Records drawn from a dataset
--- START ---
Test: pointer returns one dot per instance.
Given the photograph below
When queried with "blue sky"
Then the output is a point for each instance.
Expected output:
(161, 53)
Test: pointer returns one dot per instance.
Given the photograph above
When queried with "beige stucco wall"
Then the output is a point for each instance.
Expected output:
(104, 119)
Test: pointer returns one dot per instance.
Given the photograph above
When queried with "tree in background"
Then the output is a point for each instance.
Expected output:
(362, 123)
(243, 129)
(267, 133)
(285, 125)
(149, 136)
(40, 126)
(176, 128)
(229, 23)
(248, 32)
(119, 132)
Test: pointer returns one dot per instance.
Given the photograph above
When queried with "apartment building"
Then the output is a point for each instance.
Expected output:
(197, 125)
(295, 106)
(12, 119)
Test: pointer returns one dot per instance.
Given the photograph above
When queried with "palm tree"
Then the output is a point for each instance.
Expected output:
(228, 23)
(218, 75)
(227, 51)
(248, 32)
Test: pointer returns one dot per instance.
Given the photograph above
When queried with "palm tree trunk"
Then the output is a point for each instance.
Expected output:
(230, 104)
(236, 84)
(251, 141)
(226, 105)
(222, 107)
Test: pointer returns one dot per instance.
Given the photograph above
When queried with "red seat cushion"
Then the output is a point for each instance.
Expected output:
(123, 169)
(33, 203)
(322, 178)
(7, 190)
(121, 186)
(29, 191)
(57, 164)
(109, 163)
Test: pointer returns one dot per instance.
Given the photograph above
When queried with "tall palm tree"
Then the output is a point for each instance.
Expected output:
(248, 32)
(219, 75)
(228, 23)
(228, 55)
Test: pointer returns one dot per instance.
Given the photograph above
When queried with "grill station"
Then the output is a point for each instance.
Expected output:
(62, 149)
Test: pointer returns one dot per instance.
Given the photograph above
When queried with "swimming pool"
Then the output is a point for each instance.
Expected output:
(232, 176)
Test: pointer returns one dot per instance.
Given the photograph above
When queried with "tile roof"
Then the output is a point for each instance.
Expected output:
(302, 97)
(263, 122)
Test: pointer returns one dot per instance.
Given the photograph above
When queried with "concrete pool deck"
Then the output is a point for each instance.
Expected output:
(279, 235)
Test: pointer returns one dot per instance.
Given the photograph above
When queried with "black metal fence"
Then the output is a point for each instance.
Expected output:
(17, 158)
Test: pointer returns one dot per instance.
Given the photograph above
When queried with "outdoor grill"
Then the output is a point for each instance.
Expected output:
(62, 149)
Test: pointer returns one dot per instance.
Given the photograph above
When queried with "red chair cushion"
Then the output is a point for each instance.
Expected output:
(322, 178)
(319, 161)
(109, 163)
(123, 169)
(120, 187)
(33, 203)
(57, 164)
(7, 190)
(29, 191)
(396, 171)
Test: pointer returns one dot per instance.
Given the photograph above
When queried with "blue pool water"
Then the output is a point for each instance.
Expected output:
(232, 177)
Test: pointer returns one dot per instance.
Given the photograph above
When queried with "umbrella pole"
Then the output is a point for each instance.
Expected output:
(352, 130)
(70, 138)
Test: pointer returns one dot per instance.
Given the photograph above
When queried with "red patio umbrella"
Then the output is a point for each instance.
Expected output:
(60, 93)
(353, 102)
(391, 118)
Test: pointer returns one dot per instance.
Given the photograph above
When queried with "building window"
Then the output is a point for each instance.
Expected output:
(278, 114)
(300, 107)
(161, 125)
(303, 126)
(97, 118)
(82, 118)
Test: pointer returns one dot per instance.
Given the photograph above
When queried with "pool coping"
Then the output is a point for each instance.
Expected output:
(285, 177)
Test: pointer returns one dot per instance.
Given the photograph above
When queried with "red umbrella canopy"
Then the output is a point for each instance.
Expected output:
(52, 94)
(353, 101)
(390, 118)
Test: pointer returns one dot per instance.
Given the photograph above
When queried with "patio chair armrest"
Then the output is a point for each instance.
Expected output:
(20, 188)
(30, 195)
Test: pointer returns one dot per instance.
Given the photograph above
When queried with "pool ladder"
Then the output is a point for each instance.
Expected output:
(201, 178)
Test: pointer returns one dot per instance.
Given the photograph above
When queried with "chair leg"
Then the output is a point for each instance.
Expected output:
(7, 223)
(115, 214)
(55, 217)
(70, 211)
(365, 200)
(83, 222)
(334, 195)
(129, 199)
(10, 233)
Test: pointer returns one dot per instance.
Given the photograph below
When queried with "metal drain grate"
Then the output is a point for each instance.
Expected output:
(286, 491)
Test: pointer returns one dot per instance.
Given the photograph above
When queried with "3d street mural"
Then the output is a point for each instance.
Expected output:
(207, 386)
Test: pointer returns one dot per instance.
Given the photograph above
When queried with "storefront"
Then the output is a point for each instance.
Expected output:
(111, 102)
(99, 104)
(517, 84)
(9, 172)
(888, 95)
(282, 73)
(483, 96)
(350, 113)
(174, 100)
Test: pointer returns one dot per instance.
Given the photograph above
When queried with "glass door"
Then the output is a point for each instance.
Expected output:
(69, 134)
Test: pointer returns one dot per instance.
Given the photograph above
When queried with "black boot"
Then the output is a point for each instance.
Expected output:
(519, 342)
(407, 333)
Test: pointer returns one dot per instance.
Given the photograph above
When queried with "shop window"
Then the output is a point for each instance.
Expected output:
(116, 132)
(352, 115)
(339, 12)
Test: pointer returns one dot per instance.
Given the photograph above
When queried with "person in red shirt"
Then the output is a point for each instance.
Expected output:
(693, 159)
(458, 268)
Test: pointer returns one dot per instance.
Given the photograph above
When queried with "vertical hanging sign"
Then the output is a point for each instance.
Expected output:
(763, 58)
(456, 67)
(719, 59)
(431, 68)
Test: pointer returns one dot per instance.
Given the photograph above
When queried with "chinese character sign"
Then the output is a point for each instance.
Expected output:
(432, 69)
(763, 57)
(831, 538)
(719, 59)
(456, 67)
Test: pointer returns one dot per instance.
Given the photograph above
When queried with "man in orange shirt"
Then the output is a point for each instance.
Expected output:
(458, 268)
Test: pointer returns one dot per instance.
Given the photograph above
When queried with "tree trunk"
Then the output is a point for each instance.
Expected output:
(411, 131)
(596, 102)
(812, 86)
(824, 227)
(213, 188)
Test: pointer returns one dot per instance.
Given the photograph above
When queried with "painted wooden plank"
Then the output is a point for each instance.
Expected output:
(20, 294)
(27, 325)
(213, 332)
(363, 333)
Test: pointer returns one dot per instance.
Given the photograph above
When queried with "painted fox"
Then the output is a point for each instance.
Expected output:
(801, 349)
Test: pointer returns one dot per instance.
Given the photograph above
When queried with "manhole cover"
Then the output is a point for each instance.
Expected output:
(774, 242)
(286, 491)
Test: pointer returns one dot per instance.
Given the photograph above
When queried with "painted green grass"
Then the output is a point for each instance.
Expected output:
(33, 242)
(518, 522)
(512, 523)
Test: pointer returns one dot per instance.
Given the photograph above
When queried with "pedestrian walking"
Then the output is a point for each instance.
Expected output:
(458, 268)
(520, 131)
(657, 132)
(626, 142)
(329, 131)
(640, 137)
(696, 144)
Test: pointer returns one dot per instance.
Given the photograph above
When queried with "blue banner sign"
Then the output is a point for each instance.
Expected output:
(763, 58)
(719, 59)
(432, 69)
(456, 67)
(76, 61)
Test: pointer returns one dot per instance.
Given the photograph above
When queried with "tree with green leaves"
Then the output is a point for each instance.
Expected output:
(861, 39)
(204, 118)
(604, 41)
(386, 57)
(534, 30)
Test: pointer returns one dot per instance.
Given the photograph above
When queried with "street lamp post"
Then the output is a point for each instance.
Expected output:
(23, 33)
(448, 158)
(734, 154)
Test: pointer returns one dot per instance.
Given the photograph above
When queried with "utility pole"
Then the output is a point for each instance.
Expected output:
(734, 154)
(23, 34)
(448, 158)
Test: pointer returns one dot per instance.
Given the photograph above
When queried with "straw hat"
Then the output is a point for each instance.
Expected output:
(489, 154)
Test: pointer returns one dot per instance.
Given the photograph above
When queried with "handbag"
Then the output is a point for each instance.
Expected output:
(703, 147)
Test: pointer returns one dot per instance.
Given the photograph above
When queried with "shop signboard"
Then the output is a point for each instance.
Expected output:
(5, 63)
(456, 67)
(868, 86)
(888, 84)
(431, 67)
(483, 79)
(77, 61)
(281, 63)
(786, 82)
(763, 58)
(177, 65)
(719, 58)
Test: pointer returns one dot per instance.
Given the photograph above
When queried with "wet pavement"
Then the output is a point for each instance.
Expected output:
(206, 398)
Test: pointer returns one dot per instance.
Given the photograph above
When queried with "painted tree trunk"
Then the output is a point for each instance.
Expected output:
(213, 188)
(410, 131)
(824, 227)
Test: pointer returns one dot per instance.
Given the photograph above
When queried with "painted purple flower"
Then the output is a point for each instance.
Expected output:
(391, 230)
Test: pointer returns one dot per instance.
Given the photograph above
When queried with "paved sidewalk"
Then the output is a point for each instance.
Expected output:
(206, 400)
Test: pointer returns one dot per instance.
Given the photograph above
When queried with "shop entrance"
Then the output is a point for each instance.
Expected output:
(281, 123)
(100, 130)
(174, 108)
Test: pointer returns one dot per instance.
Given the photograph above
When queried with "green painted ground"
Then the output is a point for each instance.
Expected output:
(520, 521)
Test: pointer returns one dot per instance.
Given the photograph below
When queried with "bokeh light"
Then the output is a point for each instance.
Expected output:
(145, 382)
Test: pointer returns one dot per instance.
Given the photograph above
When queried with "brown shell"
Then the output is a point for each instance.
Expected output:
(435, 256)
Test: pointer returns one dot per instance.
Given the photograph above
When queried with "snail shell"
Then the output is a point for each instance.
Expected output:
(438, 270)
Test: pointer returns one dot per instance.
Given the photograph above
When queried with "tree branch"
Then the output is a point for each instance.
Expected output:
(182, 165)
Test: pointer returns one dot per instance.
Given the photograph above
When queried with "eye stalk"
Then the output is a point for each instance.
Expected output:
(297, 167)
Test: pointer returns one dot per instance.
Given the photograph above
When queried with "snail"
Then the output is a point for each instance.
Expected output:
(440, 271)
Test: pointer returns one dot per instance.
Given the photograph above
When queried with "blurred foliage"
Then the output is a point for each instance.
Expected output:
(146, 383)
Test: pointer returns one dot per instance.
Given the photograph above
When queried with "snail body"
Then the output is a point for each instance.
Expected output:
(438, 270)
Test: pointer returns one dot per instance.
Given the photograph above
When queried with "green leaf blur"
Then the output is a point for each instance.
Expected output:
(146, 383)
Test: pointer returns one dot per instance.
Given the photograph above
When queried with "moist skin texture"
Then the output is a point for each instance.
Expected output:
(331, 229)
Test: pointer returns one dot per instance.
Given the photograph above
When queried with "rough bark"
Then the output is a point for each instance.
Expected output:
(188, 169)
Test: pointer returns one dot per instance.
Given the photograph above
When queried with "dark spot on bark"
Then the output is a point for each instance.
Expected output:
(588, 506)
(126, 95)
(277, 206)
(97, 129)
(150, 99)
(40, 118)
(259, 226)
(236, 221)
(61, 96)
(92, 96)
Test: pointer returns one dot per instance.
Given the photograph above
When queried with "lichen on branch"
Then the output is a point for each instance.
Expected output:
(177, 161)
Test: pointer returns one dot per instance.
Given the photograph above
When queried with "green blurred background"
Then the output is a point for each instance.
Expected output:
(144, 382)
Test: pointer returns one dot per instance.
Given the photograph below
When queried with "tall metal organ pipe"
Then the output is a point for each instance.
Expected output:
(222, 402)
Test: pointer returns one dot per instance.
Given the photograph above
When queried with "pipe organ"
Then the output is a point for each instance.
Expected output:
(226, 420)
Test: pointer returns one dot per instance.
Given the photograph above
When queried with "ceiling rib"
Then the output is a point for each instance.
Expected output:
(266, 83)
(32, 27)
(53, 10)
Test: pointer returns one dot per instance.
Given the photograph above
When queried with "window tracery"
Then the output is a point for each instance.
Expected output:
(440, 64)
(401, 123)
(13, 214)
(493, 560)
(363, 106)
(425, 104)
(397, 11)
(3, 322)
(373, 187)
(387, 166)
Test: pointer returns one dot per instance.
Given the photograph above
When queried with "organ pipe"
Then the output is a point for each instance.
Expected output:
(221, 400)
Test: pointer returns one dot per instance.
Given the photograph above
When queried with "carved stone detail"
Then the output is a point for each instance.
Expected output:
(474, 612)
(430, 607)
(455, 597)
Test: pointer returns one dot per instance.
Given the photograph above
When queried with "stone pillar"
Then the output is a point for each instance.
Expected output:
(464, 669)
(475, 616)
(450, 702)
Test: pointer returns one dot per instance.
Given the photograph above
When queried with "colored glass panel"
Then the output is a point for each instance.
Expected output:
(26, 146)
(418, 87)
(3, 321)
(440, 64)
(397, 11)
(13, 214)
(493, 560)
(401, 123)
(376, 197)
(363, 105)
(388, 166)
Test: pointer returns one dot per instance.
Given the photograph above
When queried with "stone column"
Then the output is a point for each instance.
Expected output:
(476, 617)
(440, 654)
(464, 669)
--- END ---
- Task description:
Show the lines of the records above that mention "palm".

- Result of the task:
When queried with "palm tree"
When queried with "palm tree trunk"
When queried with "tall palm tree"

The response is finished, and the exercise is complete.